Objective - Please list each distinct username that appears in a post header in the forum thread below.

After I was sure they had left I gathered my shit and shouldered my pack and went about exploring the compound its too grand to try to list but suffice to say it is fucking huge!!!
got to chase cigarettes now as I am well fed by the grace of god.


----------



## BUMJUG (Aug 22, 2010)

ohh shit....haha i think weve all met a marcus........


----------



## Dannywaste (Aug 22, 2010)

Holy goddamn. Hell of a night. Glad you're ass didn't get pinched.


----------



## Diagaro (Aug 22, 2010)

Shyt, talken to some locals I'm lucky I didn't get shot in the face.
Just hung with Marcus again today, hes one of those guys thats fun to hang with once in a wile bit too tough and your bound to go to jail for something. he belongs back in the wild west days - a real hellrazer.


----------



## Diagaro (Nov 17, 2010)

Heres where I slept. the stair case and structure I stood on wile the cop walked by me is to the left






Looking south down the expanse of the main building




And looking north





Artistic BW fisheye of the compound




Yea thease are not my Pixures, i had to steal them from someones photo hosting site cus a friend had used all my cellphone minutes up - but I would have taken thease exact same pixures had i still had minutes on my phone


----------



## Storm Smokes Rocks (Aug 17, 2011)

crazy story man


----------



## plagueship (Aug 21, 2011)

i'm being That Guy but for crying out loud.
gigantic blocks of text with no returns make me eyes blur.

especially white on black.

use the return key.
it is your friend.
and i can read your stories and be your friend too


----------

Records provided -
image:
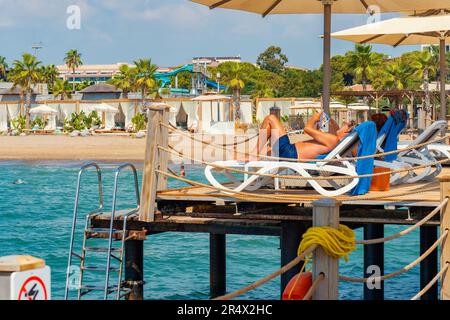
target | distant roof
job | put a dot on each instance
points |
(100, 88)
(13, 91)
(359, 87)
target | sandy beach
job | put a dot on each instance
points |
(102, 148)
(106, 148)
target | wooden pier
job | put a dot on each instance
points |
(196, 210)
(287, 214)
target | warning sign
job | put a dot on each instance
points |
(31, 285)
(33, 289)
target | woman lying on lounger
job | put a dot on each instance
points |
(322, 142)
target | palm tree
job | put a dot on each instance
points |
(26, 73)
(425, 65)
(125, 80)
(63, 89)
(236, 82)
(145, 80)
(73, 61)
(3, 67)
(50, 74)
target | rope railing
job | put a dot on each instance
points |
(378, 155)
(431, 283)
(404, 269)
(297, 177)
(290, 199)
(222, 144)
(408, 230)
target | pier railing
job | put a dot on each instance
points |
(327, 241)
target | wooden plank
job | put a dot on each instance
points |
(326, 213)
(149, 178)
(445, 246)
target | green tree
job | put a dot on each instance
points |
(234, 77)
(145, 77)
(3, 68)
(272, 60)
(26, 73)
(425, 65)
(362, 61)
(125, 80)
(73, 61)
(63, 89)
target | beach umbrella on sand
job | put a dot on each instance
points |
(411, 30)
(327, 7)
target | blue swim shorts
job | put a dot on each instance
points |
(283, 148)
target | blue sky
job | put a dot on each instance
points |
(168, 31)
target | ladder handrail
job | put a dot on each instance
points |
(113, 212)
(75, 214)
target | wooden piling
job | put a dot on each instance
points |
(152, 162)
(445, 246)
(134, 268)
(429, 266)
(326, 213)
(218, 270)
(291, 236)
(373, 258)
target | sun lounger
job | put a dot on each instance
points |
(255, 182)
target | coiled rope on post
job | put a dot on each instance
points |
(337, 243)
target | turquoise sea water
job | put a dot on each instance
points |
(35, 219)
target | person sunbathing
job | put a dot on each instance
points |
(321, 143)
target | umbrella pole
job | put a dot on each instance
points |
(443, 78)
(326, 55)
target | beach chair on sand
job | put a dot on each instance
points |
(255, 182)
(423, 155)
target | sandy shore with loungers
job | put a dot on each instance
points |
(102, 148)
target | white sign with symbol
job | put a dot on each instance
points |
(31, 285)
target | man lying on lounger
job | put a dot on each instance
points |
(322, 142)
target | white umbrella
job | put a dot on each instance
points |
(305, 104)
(406, 31)
(103, 107)
(359, 106)
(327, 7)
(44, 110)
(211, 97)
(337, 105)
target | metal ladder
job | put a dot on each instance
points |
(109, 233)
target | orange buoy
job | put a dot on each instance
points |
(298, 287)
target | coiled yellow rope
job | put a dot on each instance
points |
(337, 243)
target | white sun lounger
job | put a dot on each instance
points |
(420, 156)
(255, 182)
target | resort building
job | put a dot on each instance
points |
(215, 61)
(90, 72)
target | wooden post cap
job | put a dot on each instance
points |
(327, 202)
(20, 263)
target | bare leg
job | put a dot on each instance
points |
(270, 126)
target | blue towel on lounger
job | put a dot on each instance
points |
(367, 132)
(392, 128)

Task response -
BUMJUG
Dannywaste
Diagaro
Storm Smokes Rocks
plagueship